▸ **Passage to read**:
= = = = =

The question has been long-standing, but is now set in stark relief as the headlines become more shocking than ever: Is it a coincidence that there’s an inverse relationship between the financial compensation of the corporate elites that run automakers like Ford and General Motors, and the jobs, wages, and benefits of the struggling American workers who form the foundation of these companies?

It’s difficult to reconcile the massive profits of the booming automotive industry and with the large-scale layoffs and plant closures we’ve seen lately, but that’s where we’re at as 2018 sputters to its conclusion. This is mind-boggling, as the last few years have been extremely lucrative for automakers as consumers have been purchasing more vehicles than ever before.

Take General Motors as an example: the timing couldn’t have been worse for GM’s predominantly middle-class workers when the company announced right after the Thanksgiving holiday that they planned to cut their salaried workforce by 15%, dump most of their car models, and shut down five North American plants in Detroit and Warren, Michigan; White Marsh, Maryland; Warren, Ohio; and Oshawa, Ontario.

= = = = =

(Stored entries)

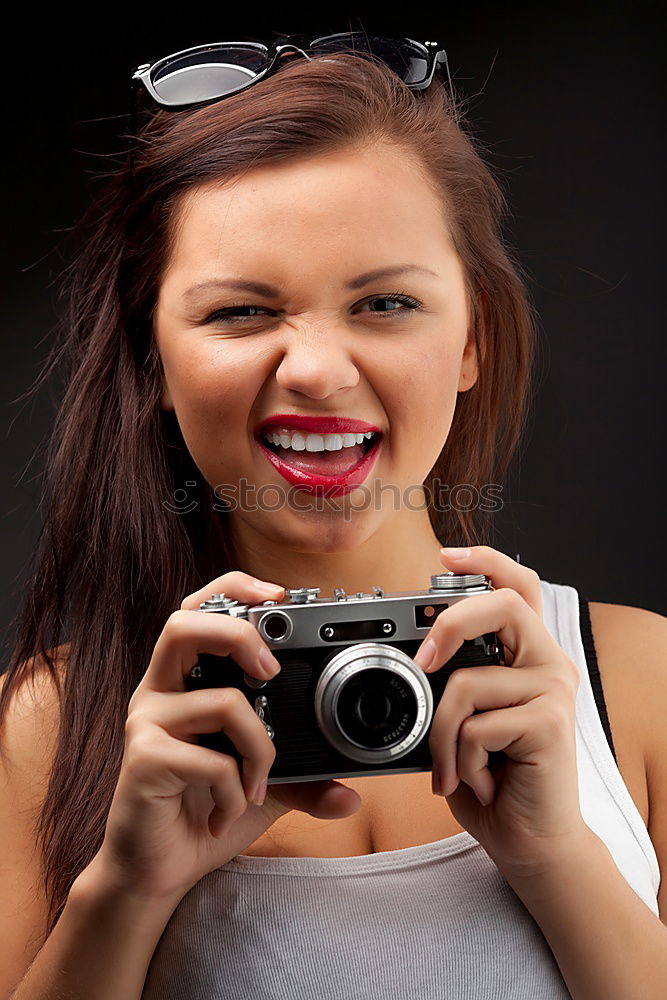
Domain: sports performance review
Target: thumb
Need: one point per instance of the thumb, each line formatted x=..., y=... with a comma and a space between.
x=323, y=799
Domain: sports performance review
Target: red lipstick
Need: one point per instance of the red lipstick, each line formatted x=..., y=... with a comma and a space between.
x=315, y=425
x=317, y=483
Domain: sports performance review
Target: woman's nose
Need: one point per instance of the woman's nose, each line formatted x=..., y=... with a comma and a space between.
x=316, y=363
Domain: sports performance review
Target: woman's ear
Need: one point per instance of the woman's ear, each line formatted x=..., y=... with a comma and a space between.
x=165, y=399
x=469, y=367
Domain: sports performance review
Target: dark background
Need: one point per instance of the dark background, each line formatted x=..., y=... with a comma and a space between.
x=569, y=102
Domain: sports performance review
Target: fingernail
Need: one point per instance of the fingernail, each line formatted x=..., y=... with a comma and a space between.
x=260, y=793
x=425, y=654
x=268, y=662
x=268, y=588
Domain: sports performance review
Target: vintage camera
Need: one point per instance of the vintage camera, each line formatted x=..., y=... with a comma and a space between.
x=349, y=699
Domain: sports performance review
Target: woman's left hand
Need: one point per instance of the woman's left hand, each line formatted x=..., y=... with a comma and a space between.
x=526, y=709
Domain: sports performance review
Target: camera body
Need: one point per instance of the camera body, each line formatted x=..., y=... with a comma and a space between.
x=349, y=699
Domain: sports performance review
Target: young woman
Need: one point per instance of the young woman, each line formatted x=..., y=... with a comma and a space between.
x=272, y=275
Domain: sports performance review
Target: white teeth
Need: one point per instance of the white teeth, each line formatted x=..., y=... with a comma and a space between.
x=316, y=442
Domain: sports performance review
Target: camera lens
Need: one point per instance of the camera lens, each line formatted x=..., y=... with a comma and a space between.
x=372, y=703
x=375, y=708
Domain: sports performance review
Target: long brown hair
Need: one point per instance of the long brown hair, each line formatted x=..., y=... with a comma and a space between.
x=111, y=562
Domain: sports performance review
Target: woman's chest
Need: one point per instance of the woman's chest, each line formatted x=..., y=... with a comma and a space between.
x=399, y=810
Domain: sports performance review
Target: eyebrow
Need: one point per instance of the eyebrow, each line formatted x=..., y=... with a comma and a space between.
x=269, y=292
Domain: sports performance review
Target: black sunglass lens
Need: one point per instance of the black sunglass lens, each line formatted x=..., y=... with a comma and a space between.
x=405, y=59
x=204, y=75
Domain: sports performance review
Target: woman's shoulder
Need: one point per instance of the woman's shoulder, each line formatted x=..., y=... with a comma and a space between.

= = = = =

▸ **Jobs**:
**A)** From the passage on automaker pay and layoffs, write out the part that begins at the words that have "The question has" and stops after "of these companies?".
**B)** Using the passage on automaker pay and layoffs, decide whether each statement agrees with it, answering yes or no and quoting the words that settle it: (i) General Motors made its announcement right after the Thanksgiving holiday. (ii) General Motors planned to cut its salaried workforce by 25%. (iii) One of the plants set to close is in Oshawa, Ontario.
**C)** According to the passage on automaker pay and layoffs, how many North American plants did General Motors plan to shut down?

▸ **Answers for this exercise**:
**A)**
The question has been long-standing, but is now set in stark relief as the headlines become more shocking than ever: Is it a coincidence that there’s an inverse relationship between the financial compensation of the corporate elites that run automakers like Ford and General Motors, and the jobs, wages, and benefits of the struggling American workers who form the foundation of these companies?

**B)**
(i) Yes: "the company announced right after the Thanksgiving holiday"
(ii) No: "cut their salaried workforce by 15%"
(iii) Yes: "White Marsh, Maryland; Warren, Ohio; and Oshawa, Ontario"

**C)** Five.